Ready or not, here I come.

Story

Peter Parker wird früh und rätselhaft von seinen Eltern verlassen und fortan von Onkel Ben und Tante May großgezogen, die ihn lieben wie einen eigenen Sohn.
Mittlerweile an der  High-School, stößt Peter im Keller auf die Aktentasche seines alten Herren und kommt auf diesem Weg langsam an das Geheimnis des fluchtartigen Verschwindens seiner Eltern.
Die Recherche führt zu dem ehemaligen Arbeitskollegen seines Vaters Dr. Curt Connor, der sich damals wie heute mit artübergreifender Genetik befasst und damit die Regeneration verlorener Gliedmaßen am Menschen forcieren will. Zufällig ist Gwen Stacy, Peters Schulschwarm, dessen Assistentin und zufällig ist sie außerdem Tochter des Polizeichefs.
Und so kommt es, wie es kommen muss. Der unvorsichtige Peter wird von einer Spinne aus Connors Versuchsreihe gebissen und wird zum agilen Spinnenmann und Connor selbst pfuscht mit dem von Peter perfektionierten Serum rum und wird nicht nur wahnsinnig, sondern auch zum Lizard – ein hühnenhaftes Echsenwesen, dessen Körperteile im Zeitraffer nachsprießen.
Peter Parker muss nun Gewens Herz gewinnen, deren Vater überzeugen, dass Spider-Man ein herzensguter Kerl ist, die Stadt vor dem Lizard beschützen und nebenbei wichtige Heldenlektionen lernen.

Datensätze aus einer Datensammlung
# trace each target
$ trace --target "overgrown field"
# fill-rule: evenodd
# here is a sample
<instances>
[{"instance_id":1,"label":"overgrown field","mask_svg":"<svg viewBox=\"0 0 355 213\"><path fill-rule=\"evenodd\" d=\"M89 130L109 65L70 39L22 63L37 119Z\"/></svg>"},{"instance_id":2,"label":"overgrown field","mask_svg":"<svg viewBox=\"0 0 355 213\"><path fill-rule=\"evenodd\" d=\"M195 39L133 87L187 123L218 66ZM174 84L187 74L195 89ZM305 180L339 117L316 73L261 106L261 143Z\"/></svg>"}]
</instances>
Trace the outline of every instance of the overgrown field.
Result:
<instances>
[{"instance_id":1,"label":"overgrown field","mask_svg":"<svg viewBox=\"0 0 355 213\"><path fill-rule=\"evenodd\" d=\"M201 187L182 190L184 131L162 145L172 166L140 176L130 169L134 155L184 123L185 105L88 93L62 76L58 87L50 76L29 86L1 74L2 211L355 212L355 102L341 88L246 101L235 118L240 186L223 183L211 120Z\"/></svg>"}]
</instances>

Aufgabe »
Schreibe aus dem Textauszug den Abschnitt von „Und so kommt“ bis „wichtige Heldenlektionen lernen.“ wortgetreu ab.

Lösung »
Und so kommt es, wie es kommen muss. Der unvorsichtige Peter wird von einer Spinne aus Connors Versuchsreihe gebissen und wird zum agilen Spinnenmann und Connor selbst pfuscht mit dem von Peter perfektionierten Serum rum und wird nicht nur wahnsinnig, sondern auch zum Lizard – ein hühnenhaftes Echsenwesen, dessen Körperteile im Zeitraffer nachsprießen.
Peter Parker muss nun Gewens Herz gewinnen, deren Vater überzeugen, dass Spider-Man ein herzensguter Kerl ist, die Stadt vor dem Lizard beschützen und nebenbei wichtige Heldenlektionen lernen.